Your goal » Reproduce every one of the entries below word for word, without changing a single character.

Extracted entries »
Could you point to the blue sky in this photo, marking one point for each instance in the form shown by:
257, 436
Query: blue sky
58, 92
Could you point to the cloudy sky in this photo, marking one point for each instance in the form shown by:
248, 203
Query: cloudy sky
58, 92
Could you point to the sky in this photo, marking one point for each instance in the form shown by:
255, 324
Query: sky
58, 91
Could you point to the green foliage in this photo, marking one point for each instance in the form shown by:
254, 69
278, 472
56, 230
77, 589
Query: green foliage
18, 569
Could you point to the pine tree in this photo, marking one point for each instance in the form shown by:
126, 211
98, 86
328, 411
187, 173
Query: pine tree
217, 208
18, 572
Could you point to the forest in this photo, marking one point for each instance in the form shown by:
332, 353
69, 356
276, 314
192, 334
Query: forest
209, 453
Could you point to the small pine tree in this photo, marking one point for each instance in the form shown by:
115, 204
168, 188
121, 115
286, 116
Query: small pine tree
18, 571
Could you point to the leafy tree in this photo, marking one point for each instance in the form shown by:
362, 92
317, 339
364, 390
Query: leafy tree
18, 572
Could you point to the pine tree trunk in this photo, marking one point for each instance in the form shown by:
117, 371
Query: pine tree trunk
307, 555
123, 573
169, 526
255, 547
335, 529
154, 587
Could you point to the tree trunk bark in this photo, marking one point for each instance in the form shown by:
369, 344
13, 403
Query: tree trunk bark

Finished answer »
Could you point to the blue sky in this photo, marking one point for each instance in the form shown by:
257, 436
Query: blue sky
58, 92
Could you point to the cloudy sky in this photo, marking one point for each instance in the form shown by:
248, 203
Query: cloudy sky
58, 92
Could you point to the sky in this photo, marking one point for each instance in the form shown by:
255, 324
Query: sky
58, 91
Could you point to the green foliage in this photo, marking one point for each instance in the form shown by:
254, 69
278, 472
56, 230
77, 589
Query: green foliage
18, 569
Could you point to the pine tree in this photo, marking one point for each instance in the form shown by:
126, 211
98, 86
328, 411
187, 173
Query: pine tree
217, 208
18, 572
Could you point to the forest in this photo, marking one point for each instance in the form shown by:
332, 353
69, 356
276, 314
192, 334
Query: forest
209, 453
Could you point to the small pine tree in this photo, marking one point for each instance in the form shown by:
115, 204
168, 188
121, 115
286, 116
Query: small pine tree
18, 571
Could you point to the leafy tree in this photo, marking one point for each instance in the form shown by:
362, 92
317, 339
364, 390
Query: leafy tree
18, 572
Could you point to the pine tree trunk in this photo, marking one point for each instance in the form shown by:
117, 371
Query: pine tree trunk
307, 555
123, 573
169, 526
255, 547
335, 529
154, 587
Could you point to the tree trunk bark in this photo, marking one point for each instance in the form shown by:
369, 344
13, 403
Query: tree trunk bark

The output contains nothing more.